Tuesday, August 16, 2011

Dark Days

I didn’t want to write today. The news broke last night that Rick Rypien had killed himself and I thought to myself, let someone else write about it. As a fan of Rypien the player, I felt a little gut punched and wasn’t particularly in the mood to share. I and others in Vancouver had the opportunity to watch Rick in the bigs. He was the type of player, as a hockey fan you loved to watch. He was tough, hard working, never backed down from a fight and truly seemed to love playing the game. When he signed as a Jet, I of course was thrilled; he was the perfect blue collar player for a blue collar town.  So his death by suicide was a loss that truly deflated me. Let someone else write about it, I’m sure there are plenty that will.

But then I started hearing the word depression, and mental illness thrown around, along with a lot of tired cliché’s and misconceptions.  I myself had always assumed Ricks absences where due to substance abuse, a disease that seems to claim a lot of young famous people that lead fast paced lives. However we’re starting to get just a glimpse of what was really haunting Rick, and to be honest substance abuse may have been preferable. We started to hear that Rick probably suffered from depression, and as a result I started to hear the question “why?” a lot. Why would a young man with so much going for him be depressed? Why we would he take his own life? From the outside looking in these are logical questions, unfortunately the answers don’t really adhere to logic.

I have myself have lived at arm’s length with mental illness, as one member (possibly more) of my immediate family openly battles depression every day of their lives. I have seen this horrible disease, and yes it is a physical disease, from top to bottom.  As someone not afflicted your first reaction is to say “snap out of it” but as you live with the disease day in and day out you realize how foolish that remark is.  A person with depression can no more just snap out of it than an amputee can just put their limb back on. The most insidious thing about depression is the victims often know that there is no logical reason for them to feel the way they do, but still darkness permeates their mind. It creates a frustration, and a sense that they are trapped in their own head by their own thoughts with no escape. Often this leads to self medicating with drugs or Alcohol, and when that no longer works, there seems to be only one escape left. Imagine waking up in a suffocating prison that follows you wherever you go.

Fortunately a lot seek help and can at least slowly step away from the brink, but this step is harder than you might think. The stigma that is attached to mental health makes this a painful thing to admit, not only to one’s self, but to family and friends. I can only imagine what it must be like to be an elite athlete and have to admit that you have been betrayed by your own mind.

I have also heard “If he had only sought the proper treatment”. Who’s to say that he hadn’t? Treatment is not a magical panacea; it is a long and tough road that can be ineffective in the beginning. Several victims of depression can spend years of painful trial and error finding the right combination of therapy, medication, diet, and exercise. It is however worth the effort, as depression is curable to some extent and there are several thousand people who have successfully broken through to the other side. But it is a journey in a very literal sense, and not everyone makes it.

So reader, I guess I did end up writing today. I guess I needed to, and in some ways it was me selfishly wanting to come to terms with the reality that depression can even affect our pro athletes.  I don’t know for sure what dark rider chased Rick or what his circumstances where. I do know that the story sounds all too familiar to me. I really wanted to see you play again Rick, this time in a Jets uniform .... I really did.

+ + + + + + +

> [Work required]: Copy word for word the part of the blog post about Rick Rypien that begins at the words "I didn’t want" and ends after "plenty that will.".

+ + + + + + +

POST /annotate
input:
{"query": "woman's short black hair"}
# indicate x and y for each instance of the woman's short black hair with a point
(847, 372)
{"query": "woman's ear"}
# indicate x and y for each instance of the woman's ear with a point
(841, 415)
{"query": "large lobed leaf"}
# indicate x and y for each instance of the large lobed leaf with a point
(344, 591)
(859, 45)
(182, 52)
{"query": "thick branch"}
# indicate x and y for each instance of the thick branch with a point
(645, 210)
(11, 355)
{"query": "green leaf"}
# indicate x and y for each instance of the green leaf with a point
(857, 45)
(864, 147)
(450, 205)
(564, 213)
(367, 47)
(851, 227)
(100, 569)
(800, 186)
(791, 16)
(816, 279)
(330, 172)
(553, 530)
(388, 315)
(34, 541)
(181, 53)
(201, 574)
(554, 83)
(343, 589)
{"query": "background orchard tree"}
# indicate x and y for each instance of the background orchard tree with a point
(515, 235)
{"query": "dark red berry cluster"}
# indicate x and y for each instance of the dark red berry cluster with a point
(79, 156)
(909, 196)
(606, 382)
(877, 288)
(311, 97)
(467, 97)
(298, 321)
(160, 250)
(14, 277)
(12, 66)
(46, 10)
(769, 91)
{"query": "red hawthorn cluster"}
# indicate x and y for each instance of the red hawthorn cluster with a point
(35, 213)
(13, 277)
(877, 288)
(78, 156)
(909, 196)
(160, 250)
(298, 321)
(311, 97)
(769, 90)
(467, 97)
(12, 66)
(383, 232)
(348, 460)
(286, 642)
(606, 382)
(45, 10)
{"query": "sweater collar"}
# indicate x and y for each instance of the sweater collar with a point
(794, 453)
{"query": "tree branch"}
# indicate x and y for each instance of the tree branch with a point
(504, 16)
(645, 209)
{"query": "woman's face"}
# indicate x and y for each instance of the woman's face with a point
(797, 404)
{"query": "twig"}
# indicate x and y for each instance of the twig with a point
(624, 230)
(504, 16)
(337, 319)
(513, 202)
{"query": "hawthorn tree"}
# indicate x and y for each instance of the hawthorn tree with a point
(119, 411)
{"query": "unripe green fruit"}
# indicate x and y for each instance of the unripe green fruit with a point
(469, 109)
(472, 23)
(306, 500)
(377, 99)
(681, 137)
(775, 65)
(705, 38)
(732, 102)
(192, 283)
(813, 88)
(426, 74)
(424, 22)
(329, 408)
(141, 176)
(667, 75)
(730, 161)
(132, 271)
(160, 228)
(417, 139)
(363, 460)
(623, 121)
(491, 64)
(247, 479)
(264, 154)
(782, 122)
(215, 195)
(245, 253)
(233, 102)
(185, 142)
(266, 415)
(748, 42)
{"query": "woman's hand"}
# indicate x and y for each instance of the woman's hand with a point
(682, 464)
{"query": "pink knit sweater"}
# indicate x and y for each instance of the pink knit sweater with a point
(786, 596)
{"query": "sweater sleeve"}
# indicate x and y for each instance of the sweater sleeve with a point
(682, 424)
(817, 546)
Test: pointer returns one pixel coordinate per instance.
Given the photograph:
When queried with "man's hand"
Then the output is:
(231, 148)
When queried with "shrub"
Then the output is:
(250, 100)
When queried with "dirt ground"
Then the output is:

+ + + + + + +

> [Your solution]:
I didn’t want to write today. The news broke last night that Rick Rypien had killed himself and I thought to myself, let someone else write about it. As a fan of Rypien the player, I felt a little gut punched and wasn’t particularly in the mood to share. I and others in Vancouver had the opportunity to watch Rick in the bigs. He was the type of player, as a hockey fan you loved to watch. He was tough, hard working, never backed down from a fight and truly seemed to love playing the game. When he signed as a Jet, I of course was thrilled; he was the perfect blue collar player for a blue collar town.  So his death by suicide was a loss that truly deflated me. Let someone else write about it, I’m sure there are plenty that will.